WHAT TO DO: Collect every line in the rows below that contains the word "hair", and copy each of those lines in full.

SOURCE DATA:
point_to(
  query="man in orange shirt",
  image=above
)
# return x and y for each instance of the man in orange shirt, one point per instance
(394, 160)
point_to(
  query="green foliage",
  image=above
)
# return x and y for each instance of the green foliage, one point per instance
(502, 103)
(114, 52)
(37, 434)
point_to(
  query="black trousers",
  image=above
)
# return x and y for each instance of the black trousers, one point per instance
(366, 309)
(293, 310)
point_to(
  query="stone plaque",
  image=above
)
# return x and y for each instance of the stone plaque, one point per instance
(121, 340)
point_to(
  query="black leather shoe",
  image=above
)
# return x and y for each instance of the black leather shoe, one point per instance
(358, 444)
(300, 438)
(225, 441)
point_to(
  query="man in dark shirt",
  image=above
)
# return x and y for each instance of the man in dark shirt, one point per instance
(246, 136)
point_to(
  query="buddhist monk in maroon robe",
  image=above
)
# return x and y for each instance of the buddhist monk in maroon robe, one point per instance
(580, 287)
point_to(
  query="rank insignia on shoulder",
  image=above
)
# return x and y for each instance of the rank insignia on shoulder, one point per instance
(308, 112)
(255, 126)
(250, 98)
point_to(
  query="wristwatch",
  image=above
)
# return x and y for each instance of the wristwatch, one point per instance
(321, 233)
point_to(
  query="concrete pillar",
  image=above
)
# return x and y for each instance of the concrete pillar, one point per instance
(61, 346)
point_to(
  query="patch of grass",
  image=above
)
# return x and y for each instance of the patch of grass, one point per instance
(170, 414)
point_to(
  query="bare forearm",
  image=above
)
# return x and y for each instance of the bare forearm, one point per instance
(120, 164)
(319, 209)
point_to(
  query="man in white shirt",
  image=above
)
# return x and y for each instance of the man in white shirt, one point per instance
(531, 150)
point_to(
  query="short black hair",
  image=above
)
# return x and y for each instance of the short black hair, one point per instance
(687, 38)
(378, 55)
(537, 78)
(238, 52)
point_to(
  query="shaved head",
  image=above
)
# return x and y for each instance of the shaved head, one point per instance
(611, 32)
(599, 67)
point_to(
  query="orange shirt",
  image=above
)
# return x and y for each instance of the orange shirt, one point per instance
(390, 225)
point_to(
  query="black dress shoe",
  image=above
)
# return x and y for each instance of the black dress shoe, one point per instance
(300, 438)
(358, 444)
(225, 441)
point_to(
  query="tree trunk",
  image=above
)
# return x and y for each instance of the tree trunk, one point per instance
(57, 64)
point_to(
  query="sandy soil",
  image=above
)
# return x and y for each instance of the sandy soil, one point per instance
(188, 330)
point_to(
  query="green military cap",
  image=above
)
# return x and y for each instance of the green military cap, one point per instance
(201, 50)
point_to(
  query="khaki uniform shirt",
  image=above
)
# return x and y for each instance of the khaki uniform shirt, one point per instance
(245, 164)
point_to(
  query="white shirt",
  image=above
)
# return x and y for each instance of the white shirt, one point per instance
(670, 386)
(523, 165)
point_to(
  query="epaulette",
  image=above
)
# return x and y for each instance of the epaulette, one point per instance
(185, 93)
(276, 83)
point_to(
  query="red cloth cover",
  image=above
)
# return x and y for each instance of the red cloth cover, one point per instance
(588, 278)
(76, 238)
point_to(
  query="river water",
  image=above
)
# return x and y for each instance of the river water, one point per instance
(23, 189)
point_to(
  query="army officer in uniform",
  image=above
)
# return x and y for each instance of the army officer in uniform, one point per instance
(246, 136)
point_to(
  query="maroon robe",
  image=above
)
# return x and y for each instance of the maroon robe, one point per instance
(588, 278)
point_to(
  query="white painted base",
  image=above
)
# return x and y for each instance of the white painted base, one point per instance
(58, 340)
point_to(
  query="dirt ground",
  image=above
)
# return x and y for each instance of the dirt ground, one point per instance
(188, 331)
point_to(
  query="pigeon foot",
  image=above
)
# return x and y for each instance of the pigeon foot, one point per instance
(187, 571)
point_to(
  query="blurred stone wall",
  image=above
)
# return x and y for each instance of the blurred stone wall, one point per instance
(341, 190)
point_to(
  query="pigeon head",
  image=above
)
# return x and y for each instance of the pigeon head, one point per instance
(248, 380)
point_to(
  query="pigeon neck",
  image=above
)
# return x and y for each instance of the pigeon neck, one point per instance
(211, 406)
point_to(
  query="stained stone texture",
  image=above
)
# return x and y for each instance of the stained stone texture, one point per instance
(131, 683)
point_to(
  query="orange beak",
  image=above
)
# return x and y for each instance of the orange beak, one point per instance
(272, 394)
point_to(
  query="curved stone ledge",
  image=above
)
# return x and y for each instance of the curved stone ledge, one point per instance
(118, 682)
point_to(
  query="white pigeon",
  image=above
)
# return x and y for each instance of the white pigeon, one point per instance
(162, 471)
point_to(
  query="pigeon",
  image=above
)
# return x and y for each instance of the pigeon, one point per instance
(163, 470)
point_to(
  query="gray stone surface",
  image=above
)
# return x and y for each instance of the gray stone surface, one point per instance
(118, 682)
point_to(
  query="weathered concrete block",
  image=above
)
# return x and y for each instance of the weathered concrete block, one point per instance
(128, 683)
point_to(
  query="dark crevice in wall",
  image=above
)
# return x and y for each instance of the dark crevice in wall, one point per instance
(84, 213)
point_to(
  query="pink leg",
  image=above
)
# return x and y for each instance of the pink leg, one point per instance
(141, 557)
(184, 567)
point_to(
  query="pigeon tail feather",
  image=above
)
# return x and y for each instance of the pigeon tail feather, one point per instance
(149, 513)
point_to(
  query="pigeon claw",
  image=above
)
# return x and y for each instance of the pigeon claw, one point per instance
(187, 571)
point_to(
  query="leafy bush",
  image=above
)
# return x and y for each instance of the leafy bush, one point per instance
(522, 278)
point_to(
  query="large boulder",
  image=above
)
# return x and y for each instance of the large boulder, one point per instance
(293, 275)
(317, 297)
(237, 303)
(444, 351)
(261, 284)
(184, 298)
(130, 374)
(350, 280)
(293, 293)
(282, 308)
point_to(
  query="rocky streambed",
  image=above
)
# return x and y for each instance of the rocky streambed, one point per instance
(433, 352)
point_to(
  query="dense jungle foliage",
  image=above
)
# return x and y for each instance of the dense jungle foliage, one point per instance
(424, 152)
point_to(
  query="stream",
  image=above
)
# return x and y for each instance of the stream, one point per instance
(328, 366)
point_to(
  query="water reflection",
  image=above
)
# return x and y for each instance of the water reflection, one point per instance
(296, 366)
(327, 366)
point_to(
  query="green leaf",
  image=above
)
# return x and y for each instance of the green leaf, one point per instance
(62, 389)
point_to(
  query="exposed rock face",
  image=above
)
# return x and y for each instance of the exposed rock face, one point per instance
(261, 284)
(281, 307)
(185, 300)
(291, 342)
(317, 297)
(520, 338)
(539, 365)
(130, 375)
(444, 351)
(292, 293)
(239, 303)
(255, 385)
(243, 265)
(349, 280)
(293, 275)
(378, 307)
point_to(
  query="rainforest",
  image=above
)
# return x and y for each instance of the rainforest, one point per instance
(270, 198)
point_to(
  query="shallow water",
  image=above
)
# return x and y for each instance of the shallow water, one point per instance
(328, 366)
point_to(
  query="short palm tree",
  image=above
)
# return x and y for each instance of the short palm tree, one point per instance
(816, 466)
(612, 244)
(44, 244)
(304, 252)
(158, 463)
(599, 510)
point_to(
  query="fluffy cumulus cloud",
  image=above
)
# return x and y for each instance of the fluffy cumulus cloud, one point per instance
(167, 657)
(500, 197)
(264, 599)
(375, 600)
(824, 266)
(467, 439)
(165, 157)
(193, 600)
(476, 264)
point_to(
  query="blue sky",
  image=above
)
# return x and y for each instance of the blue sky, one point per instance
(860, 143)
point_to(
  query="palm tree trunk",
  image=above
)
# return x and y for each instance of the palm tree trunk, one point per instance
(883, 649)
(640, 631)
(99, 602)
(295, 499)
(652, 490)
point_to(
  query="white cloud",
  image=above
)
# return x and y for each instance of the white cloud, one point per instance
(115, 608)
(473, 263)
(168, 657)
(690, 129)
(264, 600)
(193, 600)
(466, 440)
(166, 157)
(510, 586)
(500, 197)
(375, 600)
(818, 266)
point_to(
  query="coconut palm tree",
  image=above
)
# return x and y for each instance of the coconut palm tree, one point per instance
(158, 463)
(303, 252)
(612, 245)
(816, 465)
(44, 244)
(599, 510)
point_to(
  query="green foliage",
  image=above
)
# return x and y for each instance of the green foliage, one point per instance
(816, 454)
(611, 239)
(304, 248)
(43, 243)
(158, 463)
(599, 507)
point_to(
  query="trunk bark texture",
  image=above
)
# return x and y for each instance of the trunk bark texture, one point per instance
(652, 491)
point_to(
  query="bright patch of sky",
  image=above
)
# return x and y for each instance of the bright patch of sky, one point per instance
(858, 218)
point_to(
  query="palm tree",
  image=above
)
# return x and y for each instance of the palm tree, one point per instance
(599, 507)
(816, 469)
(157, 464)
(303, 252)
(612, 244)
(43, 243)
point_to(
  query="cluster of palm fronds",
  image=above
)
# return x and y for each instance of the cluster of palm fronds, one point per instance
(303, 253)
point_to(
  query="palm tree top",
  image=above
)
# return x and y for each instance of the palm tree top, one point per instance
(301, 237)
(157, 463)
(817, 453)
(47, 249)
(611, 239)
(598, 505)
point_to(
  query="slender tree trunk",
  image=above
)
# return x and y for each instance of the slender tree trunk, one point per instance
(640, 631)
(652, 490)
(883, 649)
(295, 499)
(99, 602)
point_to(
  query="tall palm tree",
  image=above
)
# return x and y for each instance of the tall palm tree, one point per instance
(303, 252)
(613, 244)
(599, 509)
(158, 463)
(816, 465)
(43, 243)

FINISHED ANSWER:
  query="short black hair",
# return x and y for each instance of the short black hair, one point per instance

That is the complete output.